(Dataset entries)
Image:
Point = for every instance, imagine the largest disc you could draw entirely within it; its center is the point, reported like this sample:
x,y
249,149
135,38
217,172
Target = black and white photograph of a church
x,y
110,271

» **Task goal**: Restating every entry above word for word is the whole task.

» **Answer to this problem**:
Image:
Point = for every instance, imagine the largest disc you could draw entirely within it; its center is the point, reported like this sample:
x,y
249,149
135,38
217,172
Target = black and white photograph of a church
x,y
110,271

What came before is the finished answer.